TASK PROMPT -
The lines below should be written out again in full, exactly as they are.

DATA TO USE -
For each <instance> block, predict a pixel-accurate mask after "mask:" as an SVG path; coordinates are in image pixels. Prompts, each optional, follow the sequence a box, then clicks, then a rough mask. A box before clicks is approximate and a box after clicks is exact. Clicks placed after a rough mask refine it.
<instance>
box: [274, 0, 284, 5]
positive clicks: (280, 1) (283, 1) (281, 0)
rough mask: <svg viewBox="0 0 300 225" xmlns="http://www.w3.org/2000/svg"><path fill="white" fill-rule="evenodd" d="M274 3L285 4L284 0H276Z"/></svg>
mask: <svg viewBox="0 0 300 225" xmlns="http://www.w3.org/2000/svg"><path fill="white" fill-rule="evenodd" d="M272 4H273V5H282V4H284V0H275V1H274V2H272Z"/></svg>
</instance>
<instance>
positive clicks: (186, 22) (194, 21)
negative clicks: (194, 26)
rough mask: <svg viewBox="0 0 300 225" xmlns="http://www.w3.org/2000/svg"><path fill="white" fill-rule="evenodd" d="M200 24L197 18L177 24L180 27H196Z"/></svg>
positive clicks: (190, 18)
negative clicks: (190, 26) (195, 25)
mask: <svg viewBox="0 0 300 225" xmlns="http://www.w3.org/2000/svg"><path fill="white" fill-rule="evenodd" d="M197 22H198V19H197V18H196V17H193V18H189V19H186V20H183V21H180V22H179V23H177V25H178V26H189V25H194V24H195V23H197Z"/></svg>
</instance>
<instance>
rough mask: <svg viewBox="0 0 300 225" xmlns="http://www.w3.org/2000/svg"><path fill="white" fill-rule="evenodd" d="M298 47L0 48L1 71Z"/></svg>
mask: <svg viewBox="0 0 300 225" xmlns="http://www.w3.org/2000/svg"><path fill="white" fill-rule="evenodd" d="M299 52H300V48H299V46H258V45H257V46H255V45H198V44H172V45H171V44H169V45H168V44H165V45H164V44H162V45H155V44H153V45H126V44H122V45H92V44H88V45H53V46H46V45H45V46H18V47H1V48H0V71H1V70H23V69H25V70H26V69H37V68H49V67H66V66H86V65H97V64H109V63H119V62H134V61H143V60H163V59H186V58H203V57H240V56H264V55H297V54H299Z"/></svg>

SOLVED EXERCISE -
For each <instance> block, predict a pixel-accurate mask after "mask:" as an SVG path; coordinates are in image pixels. Prompts, each optional, follow the sequence a box, then clicks, then a rough mask. A box before clicks is approximate and a box after clicks is exact. Clicks placed after a rough mask refine it.
<instance>
box: [274, 0, 284, 5]
positive clicks: (280, 1) (283, 1) (281, 0)
rough mask: <svg viewBox="0 0 300 225" xmlns="http://www.w3.org/2000/svg"><path fill="white" fill-rule="evenodd" d="M274 3L285 4L284 0H276Z"/></svg>
mask: <svg viewBox="0 0 300 225" xmlns="http://www.w3.org/2000/svg"><path fill="white" fill-rule="evenodd" d="M272 4H273V5H282V4H284V0H275V1H274V2H272Z"/></svg>
</instance>
<instance>
positive clicks: (186, 22) (194, 21)
negative clicks: (194, 26)
rough mask: <svg viewBox="0 0 300 225" xmlns="http://www.w3.org/2000/svg"><path fill="white" fill-rule="evenodd" d="M200 24L197 18L177 24L180 27H196Z"/></svg>
positive clicks: (190, 18)
negative clicks: (190, 26) (195, 25)
mask: <svg viewBox="0 0 300 225" xmlns="http://www.w3.org/2000/svg"><path fill="white" fill-rule="evenodd" d="M197 22H198V19H197V18H196V17H193V18H189V19H186V20H183V21H180V22H179V23H177V25H178V26H189V25H194V24H195V23H197Z"/></svg>
</instance>
<instance>
rough mask: <svg viewBox="0 0 300 225" xmlns="http://www.w3.org/2000/svg"><path fill="white" fill-rule="evenodd" d="M298 47L0 48L1 71Z"/></svg>
mask: <svg viewBox="0 0 300 225" xmlns="http://www.w3.org/2000/svg"><path fill="white" fill-rule="evenodd" d="M299 52H300V48H299V46H258V45H257V46H255V45H198V44H172V45H171V44H169V45H168V44H165V45H164V44H162V45H155V44H153V45H126V44H122V45H92V44H88V45H53V46H46V45H45V46H18V47H1V48H0V71H1V70H23V69H25V70H26V69H37V68H49V67H66V66H86V65H97V64H109V63H119V62H134V61H143V60H163V59H186V58H203V57H240V56H264V55H297V54H299Z"/></svg>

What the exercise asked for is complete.